■ Extracted items
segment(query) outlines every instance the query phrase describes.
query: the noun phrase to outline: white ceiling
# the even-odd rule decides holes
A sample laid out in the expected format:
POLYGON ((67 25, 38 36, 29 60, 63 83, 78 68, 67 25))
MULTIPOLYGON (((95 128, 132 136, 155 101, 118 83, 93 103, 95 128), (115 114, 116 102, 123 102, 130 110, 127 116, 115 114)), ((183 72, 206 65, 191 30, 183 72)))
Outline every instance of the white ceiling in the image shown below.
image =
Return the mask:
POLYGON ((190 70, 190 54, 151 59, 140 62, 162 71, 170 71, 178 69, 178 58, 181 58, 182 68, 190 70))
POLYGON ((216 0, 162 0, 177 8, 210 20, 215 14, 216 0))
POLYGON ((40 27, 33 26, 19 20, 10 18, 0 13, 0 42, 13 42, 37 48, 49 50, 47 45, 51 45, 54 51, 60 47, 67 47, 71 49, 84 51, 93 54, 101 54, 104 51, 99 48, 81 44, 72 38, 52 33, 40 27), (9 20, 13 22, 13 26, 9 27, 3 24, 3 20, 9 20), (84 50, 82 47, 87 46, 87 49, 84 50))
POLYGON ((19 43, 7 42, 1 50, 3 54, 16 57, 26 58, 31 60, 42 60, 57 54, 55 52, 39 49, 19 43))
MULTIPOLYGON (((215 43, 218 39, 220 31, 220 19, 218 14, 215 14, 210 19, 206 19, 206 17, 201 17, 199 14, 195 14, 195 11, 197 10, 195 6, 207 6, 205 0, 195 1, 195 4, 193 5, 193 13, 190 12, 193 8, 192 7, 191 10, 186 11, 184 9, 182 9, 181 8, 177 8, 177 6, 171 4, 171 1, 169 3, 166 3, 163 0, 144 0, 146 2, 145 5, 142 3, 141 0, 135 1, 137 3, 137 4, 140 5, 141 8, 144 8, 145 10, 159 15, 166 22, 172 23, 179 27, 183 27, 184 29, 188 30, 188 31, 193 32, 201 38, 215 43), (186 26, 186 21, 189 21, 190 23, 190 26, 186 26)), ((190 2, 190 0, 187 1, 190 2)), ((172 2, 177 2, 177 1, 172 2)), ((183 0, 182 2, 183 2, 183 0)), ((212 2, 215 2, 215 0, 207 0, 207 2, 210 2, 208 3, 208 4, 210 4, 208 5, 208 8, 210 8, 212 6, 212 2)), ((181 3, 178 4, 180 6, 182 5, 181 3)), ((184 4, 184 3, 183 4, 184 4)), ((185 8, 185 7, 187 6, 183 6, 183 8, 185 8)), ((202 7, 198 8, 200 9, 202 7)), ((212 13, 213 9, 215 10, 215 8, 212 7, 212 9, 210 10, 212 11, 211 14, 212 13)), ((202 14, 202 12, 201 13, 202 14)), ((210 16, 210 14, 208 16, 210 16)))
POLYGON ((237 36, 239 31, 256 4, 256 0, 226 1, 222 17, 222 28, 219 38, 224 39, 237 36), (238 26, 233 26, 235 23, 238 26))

■ SHORT EXERCISE
Arrange the lines from the start of the items through the line containing "POLYGON ((67 25, 38" as a numbered list, omitting any blank lines.

■ FINAL RESULT
1. segment(query) outlines every instance the query phrase describes.
2. query: the noun phrase to outline: white ceiling
3. # the even-odd rule decides holes
4. A sample laid out in the expected format:
5. POLYGON ((67 25, 38 36, 29 60, 63 83, 78 68, 67 25))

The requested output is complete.